1. Hiram leverde aan Salomo het hout overeenkomstig het verdrag, dat hij had aangegaan, 1 Kings 5:10. De bomen waren Salomo's eigendom, maar, misschien-"Materiam superabat opus was het werk van meer waardij dan het hout." Daarom wordt gezegd dat Hiram aan Salomo het hout gaf.
2. Salomo leverde aan Hiram het koren, dat hij hem beloofd had, 1 Kings 5:11. Laat aldus gerechtigheid nagejaagd worden, zoals de uitdrukking luidt in Deuteronomy 16:20, gerechtigheid van weerszijden bij iedere overeenkomst.
II. Hierdoor werd de vriendschap tussen hen bevestigd. God gaf aan Salomo wijsheid, 1 Kings 5:12, dat was meer en beter dan iets dat Hiram voor hem deed of hem geven kon, maar dit maakte dat Hiram hem beminde, en stelde Salomo in staat om gebruik te maken van zijn vriendelijkheid, zodat zij beide bereid waren om hun wederzijdse genegenheid te doen rijpen in een verbond, opdat zij duurzaam zou zijn. Het is wijsheid om onze vriendschap te versterken met hen, die wij eerlijk en trouw bevinden, uit vrees dat nieuwe vrienden niet zo standvastig en zo vriendelijk bevonden zullen worden als de oude geweest zijn.
III. De arbeiders, die Salomo gebruikte om de materialen te bereiden voor de tempel.
1. Sommigen van hen waren Israëlieten, die gebruikt werden voor het lichtere en meer eervolle deel van het werk, het vellen van bomen en het helpen om ze te fatsoeneren en te voegen, in samenwerking met de knechten van Hiram. Hiervoor stelde hij dertig duizend man aan, maar gebruikte slechts tien duizend tegelijk, zodat zij op een maand arbeid twee maanden vacantie hadden, beide om uit te rusten, en om hun eigen zaken te behartigen, 1 Kings 5:13, 1 Kings 5:14. Het was tempeldienst, maar Salomo draagt zorg dat zij zich niet overwerken, voorname lieden moeten bedenken dat hun dienaren even goed rust nodig hebben als zijzelf.
2. Anderen waren gevangenen uit andere volken, die de lasten moesten dragen en de stenen moesten houwen, 1 Kings 5:15, en wij lezen niet dat dezen, evenals de anderen, hun rusttijden hadden, want zij waren tot dienstbaarheid veroordeeld.

LIJST VAN OPDRACHTEN
(A) Beantwoord deze vragen over de passage:
(i) Wat leverde Salomo aan Hiram?
(ii) Hoeveel man stelde Salomo aan, en hoeveel van hen gebruikte hij tegelijk?
(iii) Welk werk moesten de gevangenen uit andere volken doen?
(B) Herschrijf alles uit de passage van "2. Anderen waren" tot en met "tot dienstbaarheid veroordeeld.", met "gevangenen" vervangen door "krijgsgevangenen".
De gegevens hieronder staan los van de passage.

Gegevens uit een verzameling
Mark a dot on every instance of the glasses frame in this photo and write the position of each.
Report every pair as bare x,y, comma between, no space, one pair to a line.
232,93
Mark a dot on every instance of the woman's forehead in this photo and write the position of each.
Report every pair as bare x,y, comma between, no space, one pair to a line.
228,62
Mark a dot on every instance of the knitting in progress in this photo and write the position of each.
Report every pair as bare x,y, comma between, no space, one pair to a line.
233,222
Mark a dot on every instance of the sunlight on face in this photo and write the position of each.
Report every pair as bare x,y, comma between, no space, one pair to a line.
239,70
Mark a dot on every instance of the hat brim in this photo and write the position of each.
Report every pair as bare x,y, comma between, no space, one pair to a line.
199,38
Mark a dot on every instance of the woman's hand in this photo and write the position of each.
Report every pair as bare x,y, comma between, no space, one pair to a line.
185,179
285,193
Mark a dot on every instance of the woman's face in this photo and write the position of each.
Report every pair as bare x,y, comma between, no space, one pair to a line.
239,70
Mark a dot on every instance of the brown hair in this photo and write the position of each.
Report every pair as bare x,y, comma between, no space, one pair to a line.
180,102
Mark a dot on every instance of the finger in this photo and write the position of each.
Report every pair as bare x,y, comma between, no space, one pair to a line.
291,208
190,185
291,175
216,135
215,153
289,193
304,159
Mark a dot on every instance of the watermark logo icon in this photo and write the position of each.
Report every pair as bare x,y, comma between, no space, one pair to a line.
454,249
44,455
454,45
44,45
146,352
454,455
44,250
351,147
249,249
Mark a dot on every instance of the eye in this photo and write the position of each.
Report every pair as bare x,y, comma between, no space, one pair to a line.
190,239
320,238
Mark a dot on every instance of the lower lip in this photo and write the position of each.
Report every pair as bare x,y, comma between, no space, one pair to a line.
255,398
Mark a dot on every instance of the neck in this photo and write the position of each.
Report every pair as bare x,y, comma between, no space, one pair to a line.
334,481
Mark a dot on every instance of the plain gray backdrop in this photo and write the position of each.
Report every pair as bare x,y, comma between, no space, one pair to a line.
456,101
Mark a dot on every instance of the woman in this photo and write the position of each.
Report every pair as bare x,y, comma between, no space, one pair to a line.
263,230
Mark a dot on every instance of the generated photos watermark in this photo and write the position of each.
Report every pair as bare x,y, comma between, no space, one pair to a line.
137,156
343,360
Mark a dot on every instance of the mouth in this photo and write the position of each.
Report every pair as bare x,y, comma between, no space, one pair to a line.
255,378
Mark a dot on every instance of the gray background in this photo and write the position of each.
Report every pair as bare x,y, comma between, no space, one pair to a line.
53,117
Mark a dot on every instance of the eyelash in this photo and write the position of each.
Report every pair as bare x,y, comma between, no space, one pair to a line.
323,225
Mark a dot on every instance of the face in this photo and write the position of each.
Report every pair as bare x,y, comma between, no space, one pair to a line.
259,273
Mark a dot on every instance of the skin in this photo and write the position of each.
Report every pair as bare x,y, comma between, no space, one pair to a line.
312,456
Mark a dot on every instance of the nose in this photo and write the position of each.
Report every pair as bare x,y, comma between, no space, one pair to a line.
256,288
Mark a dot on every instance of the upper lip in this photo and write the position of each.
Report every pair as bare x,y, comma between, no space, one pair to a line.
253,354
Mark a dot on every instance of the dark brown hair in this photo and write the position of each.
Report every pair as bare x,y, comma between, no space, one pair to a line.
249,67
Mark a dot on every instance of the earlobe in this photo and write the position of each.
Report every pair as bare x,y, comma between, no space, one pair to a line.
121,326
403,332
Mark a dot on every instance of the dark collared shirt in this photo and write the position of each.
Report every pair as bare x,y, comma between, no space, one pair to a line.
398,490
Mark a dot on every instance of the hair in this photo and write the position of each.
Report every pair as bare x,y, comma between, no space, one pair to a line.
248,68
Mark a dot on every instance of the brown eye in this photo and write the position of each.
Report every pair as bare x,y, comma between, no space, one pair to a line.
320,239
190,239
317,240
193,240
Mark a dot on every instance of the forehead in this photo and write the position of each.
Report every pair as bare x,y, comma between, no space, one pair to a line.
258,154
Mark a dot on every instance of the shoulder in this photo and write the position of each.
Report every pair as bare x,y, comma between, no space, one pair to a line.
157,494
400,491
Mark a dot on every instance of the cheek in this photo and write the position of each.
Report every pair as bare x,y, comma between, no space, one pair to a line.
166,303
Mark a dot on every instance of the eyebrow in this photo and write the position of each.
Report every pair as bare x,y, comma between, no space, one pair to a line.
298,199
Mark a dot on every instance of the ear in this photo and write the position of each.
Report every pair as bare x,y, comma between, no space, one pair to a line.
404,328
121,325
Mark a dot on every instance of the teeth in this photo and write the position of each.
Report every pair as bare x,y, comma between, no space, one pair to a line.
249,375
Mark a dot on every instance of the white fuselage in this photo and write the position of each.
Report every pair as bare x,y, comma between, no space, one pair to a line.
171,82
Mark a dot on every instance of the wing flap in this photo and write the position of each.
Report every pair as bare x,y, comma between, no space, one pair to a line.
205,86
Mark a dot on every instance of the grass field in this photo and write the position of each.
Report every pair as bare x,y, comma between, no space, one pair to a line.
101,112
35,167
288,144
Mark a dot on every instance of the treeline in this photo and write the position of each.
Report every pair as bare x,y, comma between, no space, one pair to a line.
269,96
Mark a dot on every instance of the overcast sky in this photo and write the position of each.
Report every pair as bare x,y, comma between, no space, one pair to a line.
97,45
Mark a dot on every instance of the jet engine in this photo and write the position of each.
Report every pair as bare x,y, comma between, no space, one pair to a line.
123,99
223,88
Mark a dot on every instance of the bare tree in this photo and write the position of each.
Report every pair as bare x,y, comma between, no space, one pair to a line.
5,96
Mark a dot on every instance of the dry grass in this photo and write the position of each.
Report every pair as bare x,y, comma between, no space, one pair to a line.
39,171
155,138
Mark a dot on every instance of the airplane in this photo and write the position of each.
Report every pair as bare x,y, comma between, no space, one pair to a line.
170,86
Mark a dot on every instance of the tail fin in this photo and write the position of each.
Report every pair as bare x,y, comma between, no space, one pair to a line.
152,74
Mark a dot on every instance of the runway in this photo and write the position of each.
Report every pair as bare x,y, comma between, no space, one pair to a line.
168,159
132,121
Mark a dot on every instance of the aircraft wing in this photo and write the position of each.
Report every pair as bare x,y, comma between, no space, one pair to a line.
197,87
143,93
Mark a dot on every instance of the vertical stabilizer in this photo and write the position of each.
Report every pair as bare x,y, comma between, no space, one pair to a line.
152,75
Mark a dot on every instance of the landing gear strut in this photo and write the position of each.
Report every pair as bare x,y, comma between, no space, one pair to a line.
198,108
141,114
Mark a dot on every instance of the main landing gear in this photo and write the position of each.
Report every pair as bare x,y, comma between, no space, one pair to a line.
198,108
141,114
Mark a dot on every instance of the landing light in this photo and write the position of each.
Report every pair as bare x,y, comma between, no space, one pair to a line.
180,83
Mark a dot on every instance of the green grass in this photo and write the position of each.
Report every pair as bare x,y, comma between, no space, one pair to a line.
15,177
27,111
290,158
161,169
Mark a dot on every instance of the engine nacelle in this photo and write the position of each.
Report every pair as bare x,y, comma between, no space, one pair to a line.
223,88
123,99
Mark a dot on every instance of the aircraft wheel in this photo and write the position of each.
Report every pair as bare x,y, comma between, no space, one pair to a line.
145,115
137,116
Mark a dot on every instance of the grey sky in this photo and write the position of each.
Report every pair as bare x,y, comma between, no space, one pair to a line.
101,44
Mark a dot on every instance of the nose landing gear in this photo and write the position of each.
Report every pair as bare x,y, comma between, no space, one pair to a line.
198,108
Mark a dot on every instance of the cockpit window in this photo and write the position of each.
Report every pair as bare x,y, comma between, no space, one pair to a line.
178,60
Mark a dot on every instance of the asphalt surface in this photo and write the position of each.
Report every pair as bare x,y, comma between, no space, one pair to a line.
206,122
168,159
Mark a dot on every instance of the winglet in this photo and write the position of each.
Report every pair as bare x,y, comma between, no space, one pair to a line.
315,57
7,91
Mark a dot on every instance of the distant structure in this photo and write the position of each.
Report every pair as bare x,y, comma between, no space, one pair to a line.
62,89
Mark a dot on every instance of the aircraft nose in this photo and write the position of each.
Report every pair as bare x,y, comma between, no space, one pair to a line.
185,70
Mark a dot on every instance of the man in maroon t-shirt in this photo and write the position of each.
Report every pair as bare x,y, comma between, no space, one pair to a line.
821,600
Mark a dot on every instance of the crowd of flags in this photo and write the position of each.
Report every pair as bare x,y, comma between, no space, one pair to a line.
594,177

ANTWOORDEN
(A)
(i) Het koren dat hij hem beloofd had.
(ii) Dertig duizend man, van wie hij er tien duizend tegelijk gebruikte.
(iii) Zij moesten de lasten dragen en de stenen houwen.

(B)
2. Anderen waren krijgsgevangenen uit andere volken, die de lasten moesten dragen en de stenen moesten houwen, 1 Kings 5:15, en wij lezen niet dat dezen, evenals de anderen, hun rusttijden hadden, want zij waren tot dienstbaarheid veroordeeld.